Reproduce each of the lines below word for word, omitting the pictures.

— START OF DATA SUPPLIED —

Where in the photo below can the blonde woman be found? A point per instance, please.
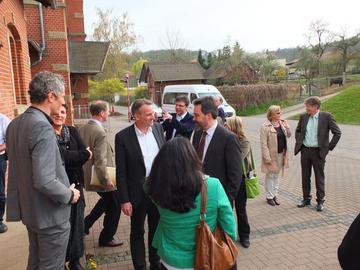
(273, 140)
(235, 125)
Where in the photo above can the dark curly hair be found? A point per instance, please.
(175, 179)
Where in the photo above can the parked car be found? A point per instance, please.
(192, 91)
(158, 112)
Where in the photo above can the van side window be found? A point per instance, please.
(193, 97)
(169, 98)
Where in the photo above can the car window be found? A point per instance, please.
(192, 97)
(169, 98)
(212, 94)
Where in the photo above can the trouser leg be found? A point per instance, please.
(2, 187)
(112, 216)
(137, 245)
(306, 164)
(240, 208)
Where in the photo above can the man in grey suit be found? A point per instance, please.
(312, 139)
(39, 193)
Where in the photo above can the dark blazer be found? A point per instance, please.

— END OF DATA SUPPLIED —

> **RESULT OF THE EXERCISE**:
Where in the photo below can the blonde woman be found? A point per instance, please.
(273, 140)
(235, 125)
Where in the photo above can the dark curly hair be found? A point per instance, please.
(175, 179)
Where in the photo above can the parked car be found? A point per instance, please.
(192, 91)
(158, 112)
Where in the photo above can the van side window be found? A point per instance, please.
(193, 97)
(169, 98)
Where in the photo above can the car window be found? A point per instance, please.
(192, 97)
(169, 98)
(212, 94)
Where in the photo above can the trouser leg be found? A point per instance, please.
(2, 187)
(112, 216)
(137, 245)
(306, 164)
(240, 208)
Where in the photo above can the man in grey suit be found? A point per instance, please.
(312, 139)
(39, 193)
Where in the photo above can the dark blazer be found? A point per instance, please.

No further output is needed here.